··· Selected text

From Casetext: Smarter Legal Research

Raghavendra v. Bollinger

SUPREME COURT OF THE STATE OF NEW YORK COUNTY OF NEW YORK: IAS PART 46
Jan 31, 2014
2014 N.Y. Slip Op. 33728 (N.Y. Sup. Ct. 2014)

Opinion

Index No. 103389/2013

01-31-2014

RAJAGOPALA S. RAGHAVENDRA, a/k/a RANDY S. RAGHAVENDRA, Plaintiff v. LEE C. BOLLINGER, individually and as president of Columbia University, and TRUSTEES OF COLUMBIA UNIVERSITY, Defendants


DECISION AND ORDER

I. BACKGROUND

On September 23, 2005, defendants terminated; plaintiff's employment based on his misconduct. Plaintiff commenced a flurry of actions in the New York and federal courts challenging this termination and, after entering an agreement settling several of those actions in 2009, now pursues litigation challenging that agreement. Plaintiff continues to apply for positions at defendant Columbia University, despite the undisputed fact that defendants informed him in 2007 and then in correspondence in 2008 that he would not be considered for future employment at Columbia University and that defendants would not respond to any further application plaintiff submits.

In this action plaintiff claims defendants: (1) refused to rehire him based on racial discrimination and retaliation in violation of the New York State Human Rights Law (NYSHRL) and New York City Human Rights Law (NYCHRL); and (2) conspired to discriminate and retaliate illegally by refusing to hire him. Defendants move to dismiss the complaint pursuant to C.P.L.R. § 3211(a)(5) and (7).

II. THE APPLICABLE STANDARDS

Upon defendants' motion to dismiss the complaint pursuant to C.P.L.R. § 3211(a)(7), the court must accept plaintiff's allegations as true, liberally construe them, and draw all reasonable inferences in his favor. Walton v. New York State Dept. of Correctional Services, 13 N.Y.3d 475, 484 (2009); Nonnon v. City of New York, 9 N.Y.3d 825, 827 (2007); IDT Corp. v. Tyco Group, S.A.R.L., 104 A.D.3d 170, 176 (1st Dep't 2012); Wadiak v. Pond Management, LLC, 101 A.D.3d 474, 475 (1st Dep't 2012). No such consideration may be given, however, to allegations that consist of only bare legal conclusions. Simkin v. Blank, 19 N.Y.3d 46, 52 (2012); David v. Hack, 97 A.D.3d 437, 438 (1st Dep't 2012). The court must determine whether the alleged facts fit within any cognizable legal theory and may dismiss a claim based on C.P.L.R. § 3211(a)(7) only if the allegations completely fail to state a claim. Leon v. Martinez, 84 N.Y.2d 83, 88 (1994); Harris v. IG Greenpoint Corp., 72 A.D.3d 608, 609 (1st Dep't 2010); Weil, Gotshal & Manges, LLP v. Fashion Boutique of Short Hills, Inc., 10 A.D.3d 267, 270-71 (1st Dep't 2004); Frank v. DaimlerChrysler Corp., 292 A.D.2d 118, 121 (1st Dep't 2002). Dismissal of a claim is warranted under C.P.L.R. § 3211(a)(5) when defendants establish that the claim is barred by the statute of limitations, collateral estoppel, or res judicata. E.g., Chelsea 18 Partners, LP v. Sheck Yee Mak, 90 A.D.3d 38, 43 (1st Dep't 2011); Construetamax, Inc. v. Weber, 109 A.D.3d 574, 576 (2d Dep't 2013). III. DISMISSAL IS WARRANTED.

······
··· Data shown

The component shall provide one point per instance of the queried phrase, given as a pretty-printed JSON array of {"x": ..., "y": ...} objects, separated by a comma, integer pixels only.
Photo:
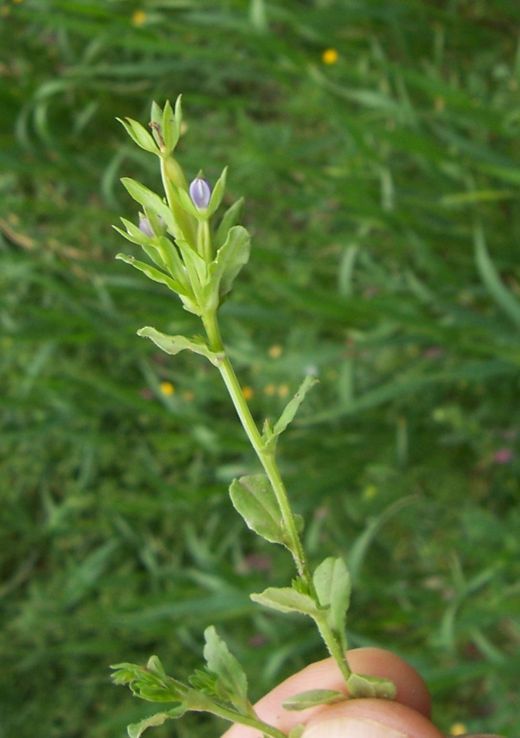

······

> [Task set]
1. Using the court decision above, say whether each statement agrees with it, answering yes or no and quoting the words that decide it: (a) The plaintiff entered an agreement settling several of his actions in 2009. (b) The plaintiff has stopped applying for positions at Columbia University. (c) The defendants seek dismissal under C.P.L.R. § 3211(a)(5) and (7).
2. According to the court decision above, which two laws does the plaintiff claim the defendants violated by refusing to rehire him?

> [Responses per task]
1.
(a) Yes: "after entering an agreement settling several of those actions in 2009"
(b) No: "Plaintiff continues to apply for positions at defendant Columbia University"
(c) Yes: "Defendants move to dismiss the complaint pursuant to C.P.L.R. § 3211(a)(5) and (7)."

2. The New York State Human Rights Law (NYSHRL) and the New York City Human Rights Law (NYCHRL).